* _Exercise details_
Reproduce verbatim the passage of the benchmark methodology page below, from "Source: Artificial Analysis" to "by one source.".

* _Document passage_
····················
Methodology

How We Built This

A 5-phase pipeline ingests data from 3 independent sources, matches models and benchmarks using LLM-assisted consensus, and produces verified comparable pairs for analysis. Most data is lost at a single bottleneck: cross-source overlap.

Each link's thickness is proportional to the number of scores flowing through it. The thin stream reaching "Matched Pairs" is the core bottleneck.

What Is a Matched Pair?

A matched pair exists when the same model is tested on the same benchmark by both a developer (self-reported) and an independent evaluator (third-party). Comparing the two scores reveals reporting bias.

Self-Reported

MiMo-V2-Flash

Benchmark: GPQA Diamond

83.7%

Source: Developer paper / LLM Stats

Third-Party

MiMo-V2-Flash

Benchmark: GPQA Diamond

83.5%

Source: Artificial Analysis

Gap: +0.2 pp

This pair's +0.2 pp difference is typical of the overall mean over-reporting bias we observe.

The dominant loss is structural: most benchmarks are only measured by one source.

Gray background = total pairs. Green = verified pairs that passed model, benchmark, and methodology checks.

Data Sources

Artificial Analysis

Third-party standardized API evaluations. Independent, reproducible testing environment.

5,013 scores

Epoch AI

Mixed-source benchmark database. 149 external evaluations + 157 developer-reported scores.

44 benchmarks · 306 scores

LLM Stats

Aggregates self-reported scores from developer papers and announcements.

1,490 scores

Model Matching

Models appear under different names across sources (e.g., "GPT-5 (high)" in Artificial Analysis vs "gpt-5-high" in LLM Stats). We use a 3-phase matching pipeline:

  1. Organization resolution — LLM-assisted clustering of organization name variants ("Google DeepMind" = "Google" = "DeepMind")
  2. Per-org model grouping — Within each org, LLM groups source names into canonical model identities, assigning confidence scores and hierarchy levels (organization → family → variant → configuration)
  3. Consensus verification — Low-confidence matches re-evaluated with 3-pass LLM consensus at varying temperatures [1.0, 1.2, 1.4]

Comparability Assessment

For each (model, benchmark) pair with both self-reported and third-party scores, three checks determine quality tier:

  • Model match — Are we comparing the same model variant? (deterministic, based on Phase 2 confidence)
····················
* _Image-grounded pointing data_

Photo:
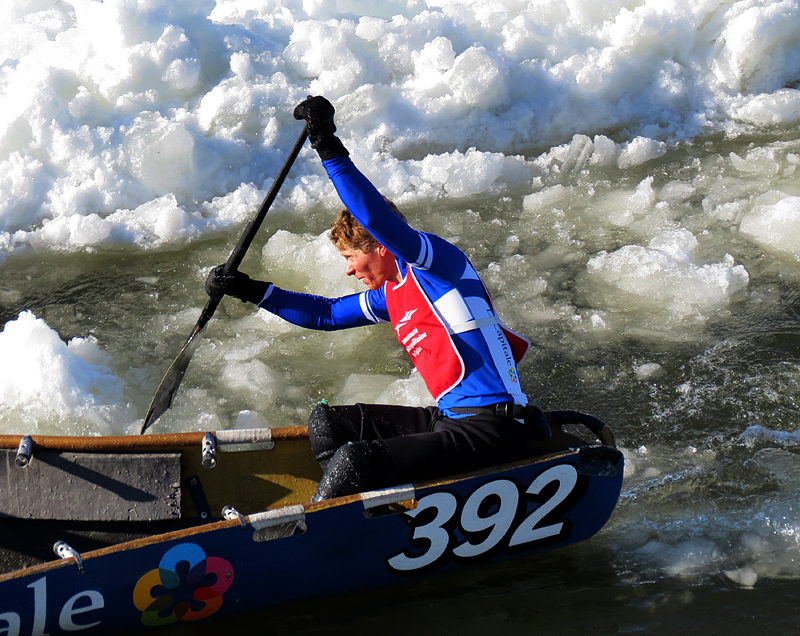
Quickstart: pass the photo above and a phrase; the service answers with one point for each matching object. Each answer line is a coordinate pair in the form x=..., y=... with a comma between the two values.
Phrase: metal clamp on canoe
x=24, y=451
x=64, y=550
x=243, y=439
x=209, y=451
x=387, y=501
x=278, y=524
····················
* _Output of the exercise_
Source: Artificial Analysis

Gap: +0.2 pp

This pair's +0.2 pp difference is typical of the overall mean over-reporting bias we observe.

The dominant loss is structural: most benchmarks are only measured by one source.